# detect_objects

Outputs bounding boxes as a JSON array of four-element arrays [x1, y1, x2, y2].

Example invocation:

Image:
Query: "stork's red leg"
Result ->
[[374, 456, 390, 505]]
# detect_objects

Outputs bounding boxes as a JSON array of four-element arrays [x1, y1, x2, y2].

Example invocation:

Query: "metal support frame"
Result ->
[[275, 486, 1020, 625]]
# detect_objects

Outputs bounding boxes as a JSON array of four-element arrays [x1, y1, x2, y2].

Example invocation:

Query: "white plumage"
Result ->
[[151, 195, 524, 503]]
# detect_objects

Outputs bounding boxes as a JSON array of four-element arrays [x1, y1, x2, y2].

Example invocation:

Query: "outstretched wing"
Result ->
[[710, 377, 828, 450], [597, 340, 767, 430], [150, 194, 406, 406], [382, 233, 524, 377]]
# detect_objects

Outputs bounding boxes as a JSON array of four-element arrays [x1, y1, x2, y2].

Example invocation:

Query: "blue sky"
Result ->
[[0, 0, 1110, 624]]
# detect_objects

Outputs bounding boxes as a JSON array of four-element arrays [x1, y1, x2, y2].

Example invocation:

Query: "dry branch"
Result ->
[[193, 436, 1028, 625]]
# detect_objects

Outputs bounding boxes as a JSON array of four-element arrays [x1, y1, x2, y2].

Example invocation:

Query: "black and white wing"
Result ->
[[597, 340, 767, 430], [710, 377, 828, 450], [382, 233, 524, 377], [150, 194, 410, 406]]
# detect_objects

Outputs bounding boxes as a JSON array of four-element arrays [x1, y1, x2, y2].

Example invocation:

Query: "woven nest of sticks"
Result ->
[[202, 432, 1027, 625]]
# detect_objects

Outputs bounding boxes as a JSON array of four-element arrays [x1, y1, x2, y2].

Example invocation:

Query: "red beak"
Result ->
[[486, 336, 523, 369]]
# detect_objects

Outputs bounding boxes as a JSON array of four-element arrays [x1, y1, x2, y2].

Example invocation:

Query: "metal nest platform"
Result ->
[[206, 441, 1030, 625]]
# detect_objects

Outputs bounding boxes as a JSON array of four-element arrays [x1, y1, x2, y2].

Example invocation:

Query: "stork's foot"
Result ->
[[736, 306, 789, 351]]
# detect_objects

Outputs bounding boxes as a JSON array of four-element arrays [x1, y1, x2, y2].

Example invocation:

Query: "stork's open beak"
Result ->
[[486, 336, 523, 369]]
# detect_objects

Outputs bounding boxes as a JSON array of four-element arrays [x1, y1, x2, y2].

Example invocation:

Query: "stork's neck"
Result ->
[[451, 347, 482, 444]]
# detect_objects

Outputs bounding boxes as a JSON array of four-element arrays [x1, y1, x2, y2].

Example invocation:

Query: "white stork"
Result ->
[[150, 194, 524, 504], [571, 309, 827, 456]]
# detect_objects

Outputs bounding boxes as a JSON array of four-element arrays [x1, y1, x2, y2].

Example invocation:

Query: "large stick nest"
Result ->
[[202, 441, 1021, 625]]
^^^^^^^^
» **EXERCISE REQUIREMENTS**
Starting at the beginning of the records and ending with the line that contains "[[275, 486, 1020, 625]]", rename every "Query" to "Label request" and write out only those lines, with nothing else changed.

» **SOLVED EXERCISE**
# detect_objects

Outputs bounding boxes as a JSON array of four-element arrays [x1, y1, x2, y2].

Example invocation:

Image:
Label request: "stork's red leg"
Result ->
[[374, 456, 390, 505]]
# detect_objects

Outputs bounding boxes as a JSON array of four-element arrays [x1, y1, x2, y2].

Example invocation:

Label request: "metal support frame"
Result ->
[[275, 486, 1020, 625]]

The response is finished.